# TASK MATERIAL:
__________
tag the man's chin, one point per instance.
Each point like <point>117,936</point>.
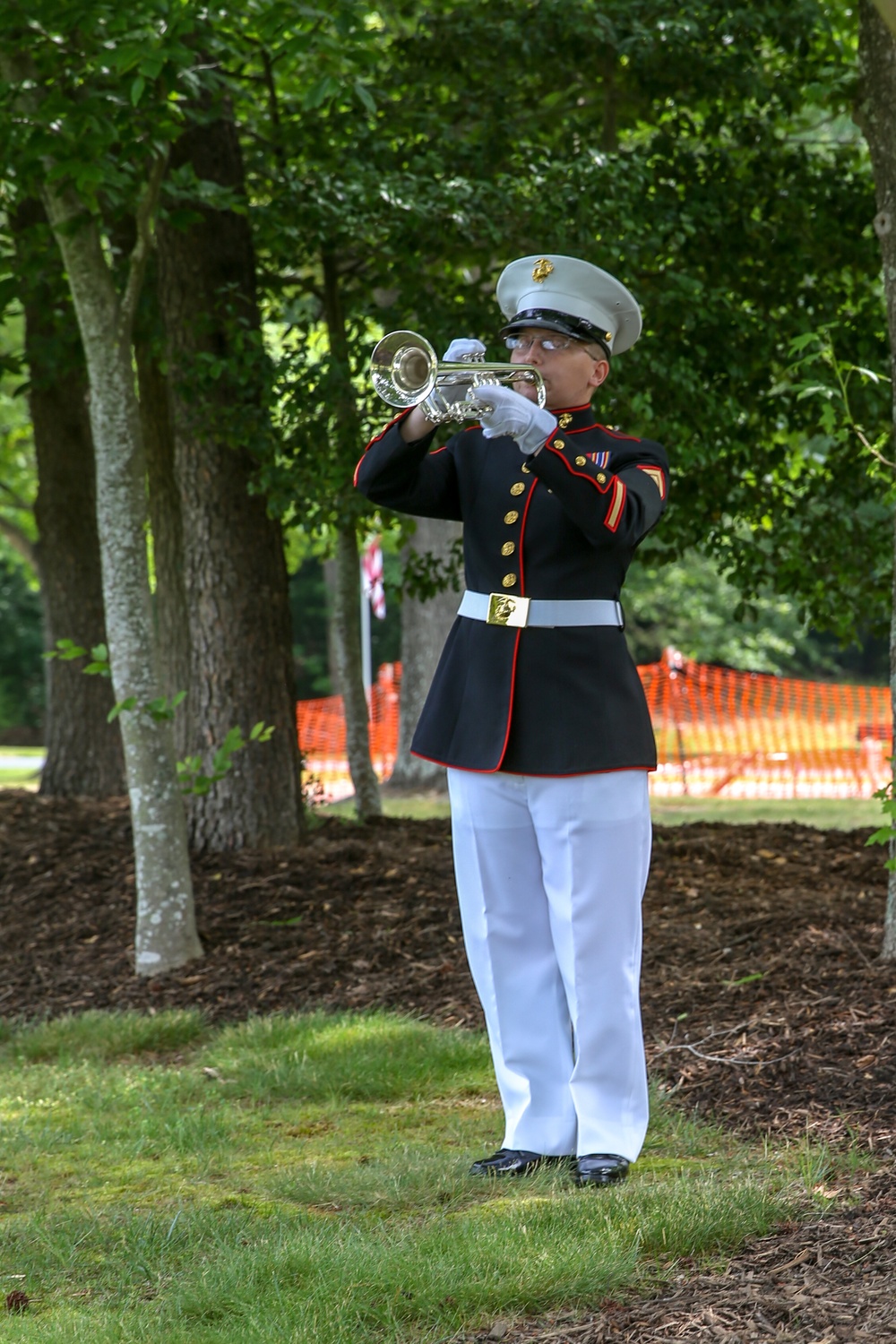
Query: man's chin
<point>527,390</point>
__________
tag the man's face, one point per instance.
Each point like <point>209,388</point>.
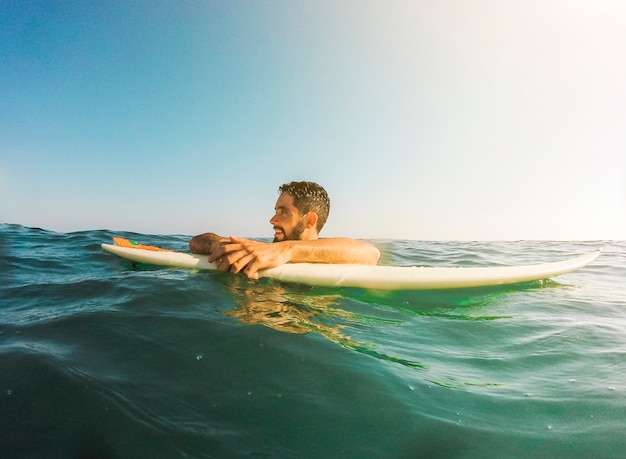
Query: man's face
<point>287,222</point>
__________
# TASK TO CARRY OUT:
Copy everything from the line containing "tag the man's chin, one point per instance." down to the line containing "<point>527,390</point>", swapping "man's chin" for "person's chin" and changing nothing else. Leave the picture out of the copy.

# SOLUTION TO THIS PROBLEM:
tag the person's chin, one point per instance.
Each point like <point>117,936</point>.
Query: person's chin
<point>527,390</point>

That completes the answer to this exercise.